* _Instrução A_
Reescreva o trecho do excerto sobre a encíclica que vai de "A encíclica fala, por" até "nas sociedades atuais.", trocando "fraternidade" por "solidariedade".
* _Instrução B_
No excerto sobre a encíclica, que santo inspirou o documento e a escolha do nome do Papa?
* _Instrução C_
Continue o excerto sobre a encíclica a partir da última frase apresentada.

* _Excerto a ler_
Francisco considera “inseparáveis” a preocupação com a natureza, a justiça para com os pobres, o compromisso social e a “paz interior”.

“Uma ecologia integral é feita também de simples gestos quotidianos, pelos quais quebramos a lógica da violência, da exploração, do egoísmo. Pelo contrário, o mundo do consumo exacerbado é, simultaneamente, o mundo que maltrata a vida em todas as suas formas”, desenvolve.

O Papa descreve um mundo que vive em “pressa constante”, pelo que a ecologia integral exige tempo para “recuperar a harmonia serena com a criação” refletir sobre estilos de vida e “contemplar o Criador”.

Aos católicos, propõe uma espiritualidade ecológica e paixão pelo “cuidado do mundo”, assumindo a “vocação de guardiões da obra de Deus”.

“Anualmente, desaparecem milhares de espécies vegetais e animais, que já não poderemos conhecer, que os nossos filhos não poderão ver, perdidas para sempre. A grande maioria delas extingue-se por razões que têm a ver com alguma atividade humana. (…) Não temos direito de o fazer”, avisa.

A encíclica sai em defesa de todas as formas de vida, desde o ser humano aos “fungos, as algas, os vermes, os pequenos insetos, os répteis”, os micro-organismos ou o plâncton.

Francisco realça a “complexidade da crise ecológica”, que exige o contributo das “diversas riquezas culturais dos povos, a arte e a poesia, a vida interior e a espiritualidade”.

“Falta a consciência duma origem comum, duma recíproca pertença e dum futuro partilhado por todos”, analisa o Papa, para quem esta situação implica “longos processos de regeneração”.

O documento alerta que a cultura ecológica “não se pode reduzir a uma série de respostas urgentes e parciais” para os problemas que vão surgindo à volta da “degradação ambiental, do esgotamento das reservas naturais e da poluição”.

A encíclica fala, por isso, em ecologia ambiental, económica, social e cultural, dando como modelo desta atitude São Francisco de Assis (1182-1226), o santo que inspirou o documento e a escolha do nome do Papa, após a eleição pontifícia.

“Se deixarmos de falar a língua da fraternidade e da beleza na nossa relação com o mundo, então as nossas atitudes serão as do dominador, do consumidor ou de um mero explorador dos recursos naturais”, adverte.

A encíclica sustenta que os direitos e necessidades das populações estão acima dos interesses financeiros e do mercado, criticando o “paradigma tecnocrático” nas sociedades atuais.

Francisco adverte para as consequências deste paradigma sobre a economia e a política, gerando decisões “em função do lucro” e permitindo que as “forças invisíveis do mercado regulem a economia”.

* _Dados registados_
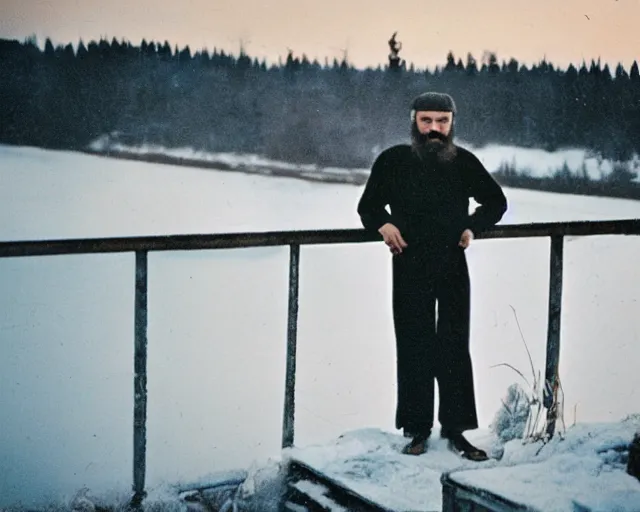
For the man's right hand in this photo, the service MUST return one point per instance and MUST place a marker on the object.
(392, 238)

* _Resposta escrita A_
A encíclica fala, por isso, em ecologia ambiental, económica, social e cultural, dando como modelo desta atitude São Francisco de Assis (1182-1226), o santo que inspirou o documento e a escolha do nome do Papa, após a eleição pontifícia.

“Se deixarmos de falar a língua da solidariedade e da beleza na nossa relação com o mundo, então as nossas atitudes serão as do dominador, do consumidor ou de um mero explorador dos recursos naturais”, adverte.

A encíclica sustenta que os direitos e necessidades das populações estão acima dos interesses financeiros e do mercado, criticando o “paradigma tecnocrático” nas sociedades atuais.

* _Resposta escrita B_
São Francisco de Assis.

* _Resposta escrita C_
“A finança sufoca a economia real. Não se aprendeu a lição da crise financeira mundial e só muito lentamente se aprende a lição da degradação ambiental”, indica.

Neste sentido, o Papa argentino sustentva que “a salvação dos bancos a todo o custo”, fazendo pagar o preço à população, sem a contrapartida de uma reforma do sistema, apenas “reafirma um domínio absoluto da finança que não tem futuro e só poderá gerar novas crises”.

Francisco deixou várias críticas ao “mecanismo consumista” promovido por um paradigma “tecno-económico” e afirma que “o mercado, por si mesmo” não garante “desenvolvimento” ou “inclusão social”.

O texto liga a crise ecológica à crise moral e à “cultura do relativismo”, antes de apelar a novos estilos de vida e refutar “uma conceção mágica do mercado”.

Francisco entende que para lá da possibilidade de “terríveis fenómenos climáticos ou de grandes desastres naturais”, a humanidade tem também de estar atenta a “catástrofes resultantes de crises sociais”.

A ‘Laudato si’ propõe uma mudança de fundo na relação da humanidade com o meio ambiente, alertando para as consequências já visíveis do aquecimento global e das alterações climáticas.

Numa questão polémica, o texto fala numa “raiz humana” da crise ecológica, que o Papa diz ser possível superar, entre outras medidas, “substituindo os combustíveis fósseis e desenvolvendo fontes de energia renovável”.

O Papa admite que há outros fatores que contribuem para as alterações climáticas, mas recorre a conclusões de “numerosos estudos científicos” para sustentar que “a maior parte” do aquecimento global se deve “à alta concentração de gases com efeito de estufa”, emitidos sobretudo “por causa da atividade humana”.

encíclica com 246 números, divididos em seis capítulos, fala da “relação íntima entre os pobres e a fragilidade do planeta” e lança várias críticas a um “novo paradigma e formas de poder que derivam da tecnologia”, desafiando a comunidade internacional a “procurar outras maneiras de entender a economia e o progresso”.

O Papa recorda “a grave responsabilidade da política internacional e local”, condenado o aborto e a “cultura do descarte”, num texto que apresenta a proposta dum “novo estilo de vida” para a humanidade.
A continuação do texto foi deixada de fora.